Chapter 6 - Appendix

DataVisor Packages: Generic, Transaction Fraud, Application Fraud, Promo Abuse, Anti-Money Laundering, Global Intelligence Network. Based on your purchase options one or more will be visible.

DataVisor Operator Function List:

Operator name

Description

AND

If both Condition one and two are satisfied, returns True - otherwise returns False

AVERAGE

Calculate average value of a feature.

The sourceFeatureName should be tagged as time series in event config.

Argument values list of values to calculate average from, while isToRoundValue is a Boolean Argument.

AVERAGE_GREATER_THAN_OR_EQUAL_TO

Compare the average of the list of numeric values against a base value, and returns True or False.

BOT_PATTERN_EVENTS

Check the interval between a series of events (all event types), and detect if those events are created by bot. We then return True or False.

==*==

■ Written instruction 1 ■
Answer these questions from the DataVisor appendix:
(a) What determines which DataVisor packages are visible?
(b) Under the AVERAGE operator, how must the sourceFeatureName be tagged, and where?
(c) Which event types does BOT_PATTERN_EVENTS consider when it checks the interval between events?
■ Written instruction 2 ■
Rewrite the DataVisor appendix from "If both Condition" up to and including "in event config.", substituting "event configuration" for "event config".
■ Written instruction 3 ■
Proceed with the DataVisor appendix, writing new text that follows its final sentence.
The listing that comes next is separate material and has no connection to the DataVisor appendix.

■ Source excerpt ■
==*==

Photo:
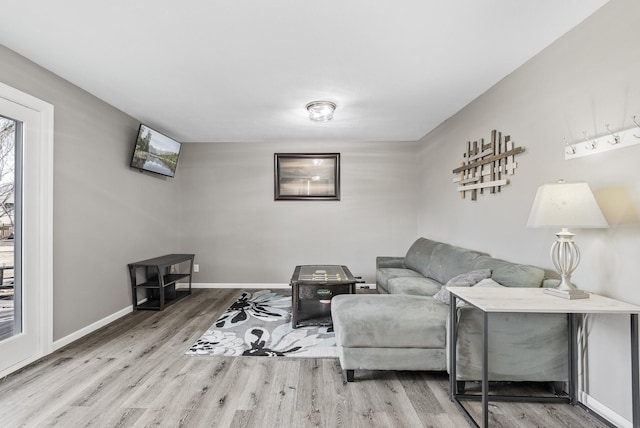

==*==

■ Output 1 ■
(a) The purchase options determine which packages are visible.
(b) It must be tagged as time series in the event config.
(c) It considers all event types.

■ Output 2 ■
If both Condition one and two are satisfied, returns True - otherwise returns False

AVERAGE

Calculate average value of a feature.

The sourceFeatureName should be tagged as time series in event configuration.

■ Output 3 ■
BUCKETIZE_FOR_E_ATTRIBUTE

Generate an integer value that bucketizes a non-negative input value according to desired type of bucketization and desired sizes of the buckets.

BUCKETIZE_FOR_U_ATTRIBUTE

Generate a set of integer values that bucketize a set of non-negative input values according to desired process type of the input set, the desired type of bucketization and desired sizes of the buckets.

CAP_COUNT

If value of sourceFeatureName is greater than capCountThreshold, return capCountThreshold, otherwise return value

CHECK_CHINESE_STRINGS_MISMATCH_IN_TWO_FIELD

Check whether the applicant has mismatched Chinese Addresses/Company names in two fields (normally one from application form, the other from credit report). It's a "fuzzy" check that it handles the case when they are not exactly-matched, but actually representing the same thing.

CHECK_CREDIT_USAGE_PERCENTAGE

Used in credit card application scenarios to check whether the user's credit usage percentage is high. It returns True or False, and True indicates whether the usage percentage is high.

CHECK_MULTI_DISTINCT_CHINESE_STRINGS_IN_ONE_FIELD

Check whether the applicant fills multiple different Chinese Addresses/Company names in different applications. It's a "fuzzy" check that it handles the case when they're not exactly-matched, but actually represents the same thing.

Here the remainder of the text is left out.